What to produce - Your job is to copy the lines from the material that include "black".

Records -

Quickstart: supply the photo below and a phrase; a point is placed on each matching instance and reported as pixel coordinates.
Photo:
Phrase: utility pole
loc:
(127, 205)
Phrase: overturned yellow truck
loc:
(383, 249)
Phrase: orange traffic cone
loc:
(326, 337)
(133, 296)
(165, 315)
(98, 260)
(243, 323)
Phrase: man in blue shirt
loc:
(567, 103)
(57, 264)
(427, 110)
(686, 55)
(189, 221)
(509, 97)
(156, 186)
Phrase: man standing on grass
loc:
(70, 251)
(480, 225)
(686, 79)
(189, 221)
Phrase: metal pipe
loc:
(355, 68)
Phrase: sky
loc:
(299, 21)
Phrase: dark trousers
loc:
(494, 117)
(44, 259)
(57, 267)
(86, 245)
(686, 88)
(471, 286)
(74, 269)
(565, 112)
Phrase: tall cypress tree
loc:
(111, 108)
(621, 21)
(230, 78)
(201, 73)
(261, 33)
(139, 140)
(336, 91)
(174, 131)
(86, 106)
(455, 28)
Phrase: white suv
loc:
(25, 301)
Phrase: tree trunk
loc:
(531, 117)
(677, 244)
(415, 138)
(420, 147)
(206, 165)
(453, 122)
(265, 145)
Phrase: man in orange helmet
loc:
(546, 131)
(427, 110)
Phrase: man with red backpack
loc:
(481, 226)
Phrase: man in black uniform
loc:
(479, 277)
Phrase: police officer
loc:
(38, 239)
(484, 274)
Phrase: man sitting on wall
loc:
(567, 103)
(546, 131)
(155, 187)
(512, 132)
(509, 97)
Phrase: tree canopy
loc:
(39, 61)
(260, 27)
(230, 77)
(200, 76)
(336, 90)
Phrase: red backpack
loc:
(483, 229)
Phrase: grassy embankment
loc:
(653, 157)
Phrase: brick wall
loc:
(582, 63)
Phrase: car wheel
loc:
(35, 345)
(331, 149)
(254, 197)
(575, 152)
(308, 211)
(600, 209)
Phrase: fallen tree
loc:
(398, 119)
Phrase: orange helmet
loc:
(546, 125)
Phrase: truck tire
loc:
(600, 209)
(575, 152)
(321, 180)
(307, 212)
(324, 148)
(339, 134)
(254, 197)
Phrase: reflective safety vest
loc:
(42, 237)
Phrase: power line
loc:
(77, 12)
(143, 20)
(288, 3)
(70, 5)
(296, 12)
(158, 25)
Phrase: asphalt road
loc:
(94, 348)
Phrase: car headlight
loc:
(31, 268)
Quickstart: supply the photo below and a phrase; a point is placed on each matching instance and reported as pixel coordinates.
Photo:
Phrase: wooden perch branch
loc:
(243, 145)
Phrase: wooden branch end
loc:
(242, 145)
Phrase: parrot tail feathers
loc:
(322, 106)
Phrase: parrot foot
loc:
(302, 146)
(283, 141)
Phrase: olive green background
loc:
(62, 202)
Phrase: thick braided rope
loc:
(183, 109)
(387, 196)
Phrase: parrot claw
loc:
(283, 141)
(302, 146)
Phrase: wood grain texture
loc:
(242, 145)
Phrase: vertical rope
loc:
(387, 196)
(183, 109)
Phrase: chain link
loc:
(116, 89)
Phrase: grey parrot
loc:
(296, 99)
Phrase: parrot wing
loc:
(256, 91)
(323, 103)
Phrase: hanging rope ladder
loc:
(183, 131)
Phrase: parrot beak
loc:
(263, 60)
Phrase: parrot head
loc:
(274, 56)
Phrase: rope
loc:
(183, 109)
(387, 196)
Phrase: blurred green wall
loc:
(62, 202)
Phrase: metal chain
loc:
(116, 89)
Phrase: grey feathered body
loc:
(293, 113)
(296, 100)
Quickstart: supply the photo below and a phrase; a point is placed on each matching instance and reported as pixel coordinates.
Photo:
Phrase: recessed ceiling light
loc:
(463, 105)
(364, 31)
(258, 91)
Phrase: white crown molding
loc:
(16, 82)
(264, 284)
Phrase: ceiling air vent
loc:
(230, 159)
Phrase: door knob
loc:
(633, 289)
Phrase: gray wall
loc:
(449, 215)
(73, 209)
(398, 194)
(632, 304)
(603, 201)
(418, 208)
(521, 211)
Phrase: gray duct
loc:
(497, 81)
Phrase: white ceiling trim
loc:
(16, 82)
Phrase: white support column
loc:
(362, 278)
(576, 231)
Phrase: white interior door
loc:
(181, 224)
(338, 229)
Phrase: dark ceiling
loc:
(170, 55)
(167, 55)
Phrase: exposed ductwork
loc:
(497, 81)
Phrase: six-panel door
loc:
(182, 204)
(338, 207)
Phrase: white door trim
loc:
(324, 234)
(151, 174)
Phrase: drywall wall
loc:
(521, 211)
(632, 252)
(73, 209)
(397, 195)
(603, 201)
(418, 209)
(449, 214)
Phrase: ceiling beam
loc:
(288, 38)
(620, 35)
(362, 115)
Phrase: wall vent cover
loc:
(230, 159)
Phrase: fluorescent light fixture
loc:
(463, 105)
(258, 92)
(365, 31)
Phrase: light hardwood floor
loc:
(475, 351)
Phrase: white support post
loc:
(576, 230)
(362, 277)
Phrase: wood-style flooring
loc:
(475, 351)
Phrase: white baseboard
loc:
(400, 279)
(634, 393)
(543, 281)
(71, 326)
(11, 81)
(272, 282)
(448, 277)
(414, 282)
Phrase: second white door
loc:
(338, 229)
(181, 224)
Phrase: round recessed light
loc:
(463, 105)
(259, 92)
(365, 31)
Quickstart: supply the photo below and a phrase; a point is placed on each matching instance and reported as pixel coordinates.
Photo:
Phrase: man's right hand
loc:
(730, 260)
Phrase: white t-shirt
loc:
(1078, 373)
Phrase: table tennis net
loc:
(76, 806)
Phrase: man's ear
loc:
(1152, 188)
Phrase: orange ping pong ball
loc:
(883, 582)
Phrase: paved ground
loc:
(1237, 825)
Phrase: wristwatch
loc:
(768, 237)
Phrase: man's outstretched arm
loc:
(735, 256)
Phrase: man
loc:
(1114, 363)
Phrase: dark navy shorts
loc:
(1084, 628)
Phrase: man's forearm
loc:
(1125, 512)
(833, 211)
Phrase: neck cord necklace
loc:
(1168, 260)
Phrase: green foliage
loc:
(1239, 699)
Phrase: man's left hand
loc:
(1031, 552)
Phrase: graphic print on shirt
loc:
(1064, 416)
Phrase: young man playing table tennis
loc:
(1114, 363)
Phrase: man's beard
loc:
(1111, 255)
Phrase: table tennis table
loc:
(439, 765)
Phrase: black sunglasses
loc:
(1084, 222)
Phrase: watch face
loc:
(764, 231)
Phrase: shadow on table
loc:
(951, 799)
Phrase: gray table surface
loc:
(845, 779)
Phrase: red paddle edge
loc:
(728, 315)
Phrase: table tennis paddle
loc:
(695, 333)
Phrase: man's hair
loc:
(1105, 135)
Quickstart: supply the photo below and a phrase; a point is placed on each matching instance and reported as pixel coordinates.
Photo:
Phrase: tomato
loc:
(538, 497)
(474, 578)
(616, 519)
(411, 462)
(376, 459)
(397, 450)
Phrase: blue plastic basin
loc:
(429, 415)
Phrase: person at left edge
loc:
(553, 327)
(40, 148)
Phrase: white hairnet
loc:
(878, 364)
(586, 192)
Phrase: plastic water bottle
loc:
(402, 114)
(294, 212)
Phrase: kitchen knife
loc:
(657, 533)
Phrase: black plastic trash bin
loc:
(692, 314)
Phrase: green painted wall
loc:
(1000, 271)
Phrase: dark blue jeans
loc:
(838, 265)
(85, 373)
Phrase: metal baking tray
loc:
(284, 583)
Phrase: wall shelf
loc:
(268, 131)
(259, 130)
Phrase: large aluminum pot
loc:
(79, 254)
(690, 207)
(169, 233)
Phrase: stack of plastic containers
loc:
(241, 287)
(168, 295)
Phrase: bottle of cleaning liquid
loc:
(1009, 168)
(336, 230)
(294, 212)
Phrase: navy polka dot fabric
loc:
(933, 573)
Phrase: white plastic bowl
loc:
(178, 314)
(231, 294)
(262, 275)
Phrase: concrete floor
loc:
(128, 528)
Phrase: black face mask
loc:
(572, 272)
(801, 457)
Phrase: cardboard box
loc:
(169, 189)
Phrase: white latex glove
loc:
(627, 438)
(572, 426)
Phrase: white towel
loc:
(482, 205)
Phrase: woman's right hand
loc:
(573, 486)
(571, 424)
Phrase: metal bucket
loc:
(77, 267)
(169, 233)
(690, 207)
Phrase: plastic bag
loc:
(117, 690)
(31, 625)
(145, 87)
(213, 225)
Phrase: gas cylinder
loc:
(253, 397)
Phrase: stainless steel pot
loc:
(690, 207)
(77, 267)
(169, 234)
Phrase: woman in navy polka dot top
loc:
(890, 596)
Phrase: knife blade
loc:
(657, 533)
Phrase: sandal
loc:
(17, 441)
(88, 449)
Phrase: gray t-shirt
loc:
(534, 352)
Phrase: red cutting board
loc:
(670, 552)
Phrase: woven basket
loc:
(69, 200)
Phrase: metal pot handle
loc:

Answer to this exercise -
Phrase: man in black uniform
Phrase: black sunglasses
Phrase: black plastic trash bin
Phrase: black face mask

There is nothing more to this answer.